TRECHO DO DOCUMENTO →
Quem abre as portas? - UPA 2008

Seguindo um projeto que é desenvolvido desde 2006 (reveja a visita ao UPA 2006 e ao UPA 2007) em busca do desvelamento do mundo universitário para os jovens da escola Dinah, levei 43 discentes ao UPA 2008 (um relato desse trabalho será publicado nos próximos dias).
Entretanto, uma situação muito constrangedora aconteceu durante a visita.
Ao contrário dos anos anteriores, fui o único representante do corpo docente a acompanhar a turma, e mesmo procurando dar atenção a todos e todas, as conversas acabam sendo rápidas ou tomadas pelos mais falantes, assim, só soube disso quando pude sentar e conversar com os rapazes envolvidos no retorno a Brotas.
A situação envolveu uma ação promovida pelos agentes de segurança interna da Unicamp, em um dos restaurantes na universidade, onde Marcos Felipe (3ºG), Anselmo e Jonas (2ºF) foram abordados, e Marcos e Anselmo, revistados, segundo os agentes, atendendo a uma pressuposta suspeita de algo (os nomes são fictícios).
Com a autorização dos discentes, e segundo seus relatos, publico abaixo o comentário que enviei hoje ao blog da UPA 2008, na intenção de colocar os organizadores do evento a par do que aconteceu, e na expectativa de que ações futuras desse tipo sejam melhor organizadas. (veja o blog da UPA 2008).



(...)
Sou professor de Arte e responsável pelo Projeto Universidade Agora, que desenvolvemos na Escola Estadual onde leciono.

Há três anos levo os estudantes em visita ao UPA, o que tem oferecido a todos nós, experiências bastante significativas na compreensão do mundo universitário, desde a nova etapa de vida até a escolha dos cursos possíveis.

Nesses três anos, alguns dos estudantes participaram das três visitas, que para nós é cara em termos financeiros, já que Brotas fica a 3 horas de ônibus de Campinas e cansativa ao final, justamente pela distância.

Felizmente, não só para mim e os estudantes, mas também para suas famílias e a comunidade escolar, as visitas se revelam válidas e gratificantes em análise dos valores construídos nessa prática. Todos os anos, os relatos que coleto como avaliação dos discentes, as fotos e os comentários, são positivos.

Neste ano, infelizmente, algo muito desagradável aconteceu.

Três dos estudantes (dois negros e um branco) foram abordados pela segurança interna no restaurante próximo a uma das faculdades de Engenharia. Os garotos haviam almoçado neste lugar anteriormente e retornaram para tomar sorvete depois (essa situação aconteceu às 15h). Enquanto tomavam sorvete, segundo os estudantes, três viaturas da segurança interna pararam no local, dirigiram-se direto a eles, mandaram que ficassem em pé voltados para a parede e pediram seus documentos enquanto abriam e revistavam suas mochilas. O rapaz branco foi liberado e o RG dos rapazes negros tomados para registro de nome e número (provavelmente). Ao final da "operação", devolveram o documento dizendo que haviam se enganado.

TAREFAS PROPOSTAS →
#1 No relato sobre a visita ao UPA 2008, por que o professor só soube da abordagem aos estudantes no retorno a Brotas? Responda em uma a três frases.
#2 Dê continuidade ao relato sobre a visita ao UPA 2008 a partir da última frase apresentada.

DADOS DISPONÍVEIS →
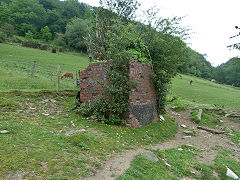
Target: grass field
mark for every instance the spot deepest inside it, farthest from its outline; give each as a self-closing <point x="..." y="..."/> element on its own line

RESPOSTAS DADAS →
#1 Ao contrário dos anos anteriores, ele foi o único representante do corpo docente a acompanhar a turma. Mesmo procurando dar atenção a todos, as conversas acabavam sendo rápidas ou tomadas pelos mais falantes. Por isso, só soube do ocorrido quando pôde sentar e conversar com os rapazes envolvidos.

#2
Três versões, dadas por três dos "agentes" foram ouvidas pelos rapazes: "houve uma denúncia e vocês são suspeitos", "roubaram uma moto", "é uma ação preventiva". Nas justificativas de dois dos “agentes”, não foi dito que ELES eram os suspeitos, mas pela ação e pelas palavras ficou "claro" que os suspeitos eram os negros. Os únicos negros no restaurante lotado, ambos trabalhadores, que conseguiram liberação do serviço para visitar a universidade e conhecer os cursos que intencionam fazer, estimulados pelo projeto desenvolvido na escola que frequentam regularmente.

Humilhados perante todos os outros frequentadores, que não se manifestaram, os rapazes juntaram suas coisas (as mochilas foram revistadas porque podia ser que a moto estivesse lá, não é mesmo?) e depois de pagarem para a risonha senhora (sim, ela ria) que estava no caixa, saíram do lugar.

Feliz ou infelizmente, só soube disso no retorno a Brotas.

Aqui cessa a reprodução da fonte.